▸ **Job**
Write the records out again, keeping each line exactly as it is.

▸ **Input data**
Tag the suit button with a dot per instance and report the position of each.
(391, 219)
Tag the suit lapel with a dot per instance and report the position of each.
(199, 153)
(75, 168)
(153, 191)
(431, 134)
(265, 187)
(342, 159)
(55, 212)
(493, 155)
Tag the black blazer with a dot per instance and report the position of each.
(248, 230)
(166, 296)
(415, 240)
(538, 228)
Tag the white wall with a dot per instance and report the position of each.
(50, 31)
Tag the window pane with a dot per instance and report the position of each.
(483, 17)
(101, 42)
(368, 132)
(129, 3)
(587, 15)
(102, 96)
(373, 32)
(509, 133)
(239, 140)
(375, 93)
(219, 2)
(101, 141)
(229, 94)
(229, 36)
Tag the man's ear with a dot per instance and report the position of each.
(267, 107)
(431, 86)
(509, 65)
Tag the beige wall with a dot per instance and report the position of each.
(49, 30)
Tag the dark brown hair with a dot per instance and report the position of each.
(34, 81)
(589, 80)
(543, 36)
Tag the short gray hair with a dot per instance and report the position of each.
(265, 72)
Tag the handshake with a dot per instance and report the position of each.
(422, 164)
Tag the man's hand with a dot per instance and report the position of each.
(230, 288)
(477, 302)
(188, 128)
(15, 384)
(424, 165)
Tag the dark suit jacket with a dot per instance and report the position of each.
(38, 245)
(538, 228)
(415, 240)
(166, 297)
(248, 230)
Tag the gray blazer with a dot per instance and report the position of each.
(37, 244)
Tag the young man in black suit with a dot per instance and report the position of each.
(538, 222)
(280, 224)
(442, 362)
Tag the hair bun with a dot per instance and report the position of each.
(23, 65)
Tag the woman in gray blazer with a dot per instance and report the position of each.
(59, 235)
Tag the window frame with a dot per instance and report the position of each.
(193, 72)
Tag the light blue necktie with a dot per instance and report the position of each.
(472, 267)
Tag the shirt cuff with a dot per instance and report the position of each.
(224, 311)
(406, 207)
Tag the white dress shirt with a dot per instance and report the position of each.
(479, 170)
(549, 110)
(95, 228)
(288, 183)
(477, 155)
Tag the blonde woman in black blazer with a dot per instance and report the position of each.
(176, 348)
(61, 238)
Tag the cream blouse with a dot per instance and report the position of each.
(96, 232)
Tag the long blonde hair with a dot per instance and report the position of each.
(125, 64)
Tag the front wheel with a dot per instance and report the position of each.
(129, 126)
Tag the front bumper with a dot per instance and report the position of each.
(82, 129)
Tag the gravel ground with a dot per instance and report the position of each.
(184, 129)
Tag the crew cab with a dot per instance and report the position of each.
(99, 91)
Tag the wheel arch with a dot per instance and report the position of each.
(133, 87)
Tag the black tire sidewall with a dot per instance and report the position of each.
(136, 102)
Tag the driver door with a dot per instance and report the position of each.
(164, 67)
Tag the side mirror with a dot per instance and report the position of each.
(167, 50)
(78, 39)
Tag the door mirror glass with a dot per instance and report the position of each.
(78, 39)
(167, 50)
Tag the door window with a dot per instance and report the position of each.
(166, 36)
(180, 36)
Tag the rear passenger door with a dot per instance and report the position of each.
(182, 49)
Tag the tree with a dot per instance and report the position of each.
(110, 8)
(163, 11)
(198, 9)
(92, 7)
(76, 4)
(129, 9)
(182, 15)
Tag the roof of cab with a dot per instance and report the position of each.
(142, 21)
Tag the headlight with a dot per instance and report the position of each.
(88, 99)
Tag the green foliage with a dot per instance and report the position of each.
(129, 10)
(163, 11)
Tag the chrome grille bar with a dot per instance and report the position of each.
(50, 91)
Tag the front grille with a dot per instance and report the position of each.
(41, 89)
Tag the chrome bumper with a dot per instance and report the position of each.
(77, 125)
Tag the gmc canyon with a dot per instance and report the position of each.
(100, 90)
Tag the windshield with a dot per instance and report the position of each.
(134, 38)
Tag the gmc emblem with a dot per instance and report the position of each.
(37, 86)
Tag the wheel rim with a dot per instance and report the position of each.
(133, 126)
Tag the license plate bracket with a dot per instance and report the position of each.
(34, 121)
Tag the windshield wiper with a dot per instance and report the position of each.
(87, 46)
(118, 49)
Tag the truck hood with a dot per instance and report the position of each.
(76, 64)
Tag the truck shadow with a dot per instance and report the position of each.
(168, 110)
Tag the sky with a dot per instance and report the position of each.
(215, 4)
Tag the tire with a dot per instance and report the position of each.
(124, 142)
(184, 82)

▸ **Task result**
Tag the suit button with a dot per instance and report the position of each.
(391, 219)
Tag the suit lapel with a dot per instance and report the position of each.
(199, 153)
(75, 168)
(153, 191)
(431, 134)
(265, 187)
(342, 159)
(55, 212)
(493, 155)
Tag the black blazer with a dot per instance and report the position of each.
(248, 230)
(166, 296)
(415, 240)
(538, 228)
Tag the white wall with a dot per instance and report the position of each.
(50, 31)
Tag the window pane with a dot per instance and report the position of each.
(483, 17)
(101, 42)
(368, 132)
(129, 3)
(587, 15)
(102, 96)
(373, 32)
(509, 133)
(239, 140)
(375, 93)
(219, 2)
(101, 141)
(229, 94)
(229, 36)
Tag the man's ear with a dot per instance and report the position of each.
(267, 107)
(431, 86)
(509, 65)
Tag the beige wall with a dot per instance and report the position of each.
(49, 30)
Tag the dark brown hair with a dot per instance and report the position of each.
(34, 81)
(589, 80)
(543, 36)
Tag the short gray hair with a dot per instance and report the position of each.
(265, 72)
Tag the handshake with a dot per instance and report the position of each.
(422, 164)
Tag the man's hand with a dot per instance and report the position of each.
(230, 288)
(477, 302)
(188, 128)
(15, 384)
(424, 165)
Tag the dark suit jacket with a dot per instance and report the position of each.
(38, 245)
(538, 228)
(415, 240)
(166, 297)
(248, 230)
Tag the gray blazer with a dot per instance and report the position of each.
(37, 244)
Tag the young man in black suit with a dot per instance and report the position of each.
(538, 222)
(280, 224)
(442, 362)
Tag the hair bun with a dot per instance and report the position of each.
(23, 65)
Tag the woman in gray blazer with a dot per instance and report the position of each.
(59, 235)
Tag the window frame with a dot per instance and report the position of each.
(193, 72)
Tag the light blue necktie with a dot per instance and report the position of each.
(472, 267)
Tag the shirt cuff with a dot per instance and report the position of each.
(224, 311)
(406, 207)
Tag the white dress shirt with a dot per instance and report the position of each.
(479, 170)
(549, 110)
(95, 228)
(288, 183)
(477, 155)
Tag the blonde woman in black blazer with a dot per instance and report the position of each.
(176, 348)
(61, 238)
Tag the cream blouse with a dot per instance and report the position of each.
(96, 232)
Tag the long blonde hair with a dot per instance and report the position of each.
(125, 64)
Tag the front wheel with a dot per instance and report the position of each.
(129, 126)
Tag the front bumper with a dot per instance and report the position of each.
(82, 129)
Tag the gravel ground with a dot per instance and report the position of each.
(184, 129)
Tag the crew cab with a dot per instance and report the position of each.
(99, 91)
Tag the wheel arch with a dot per instance and report the position of each.
(133, 87)
Tag the black tire sidewall with a dot per instance and report the position of each.
(136, 102)
Tag the driver door with a dot per instance and report the position of each.
(164, 67)
Tag the side mirror with a dot per instance and report the position of each.
(167, 50)
(78, 39)
Tag the door mirror glass with a dot per instance and report the position of each.
(78, 39)
(167, 50)
Tag the door window with a dot per instance and report the position of each.
(166, 36)
(180, 36)
Tag the rear passenger door with a dot per instance and report the position of each.
(182, 49)
Tag the tree with a dot per instance and report the position of each.
(110, 8)
(163, 11)
(198, 9)
(92, 7)
(76, 4)
(129, 9)
(182, 15)
Tag the roof of cab with a dot per instance and report the position of each.
(142, 21)
Tag the headlight with a dot per instance and report the position of each.
(88, 99)
Tag the green foliage with a dot per instance and report the position of each.
(129, 10)
(163, 11)
Tag the chrome grille bar with a dot per instance and report the position of each.
(50, 91)
Tag the front grille with a dot per instance and report the position of each.
(41, 89)
Tag the chrome bumper with a dot per instance and report the position of each.
(77, 125)
Tag the gmc canyon with a dot per instance and report the position of each.
(100, 90)
Tag the windshield with a dot per instance and report the position of each.
(134, 38)
Tag the gmc emblem with a dot per instance and report the position of each.
(37, 86)
Tag the wheel rim with a dot per instance and report the position of each.
(133, 126)
Tag the license plate bracket with a dot per instance and report the position of each.
(34, 121)
Tag the windshield wiper with a dot per instance and report the position of each.
(87, 46)
(118, 49)
Tag the truck hood with a dot per instance and report the position of each.
(76, 64)
Tag the truck shadow with a dot per instance and report the position of each.
(168, 110)
Tag the sky with a dot per instance and report the position of each.
(215, 4)
Tag the tire with a dot per instance and report the position of each.
(124, 142)
(184, 82)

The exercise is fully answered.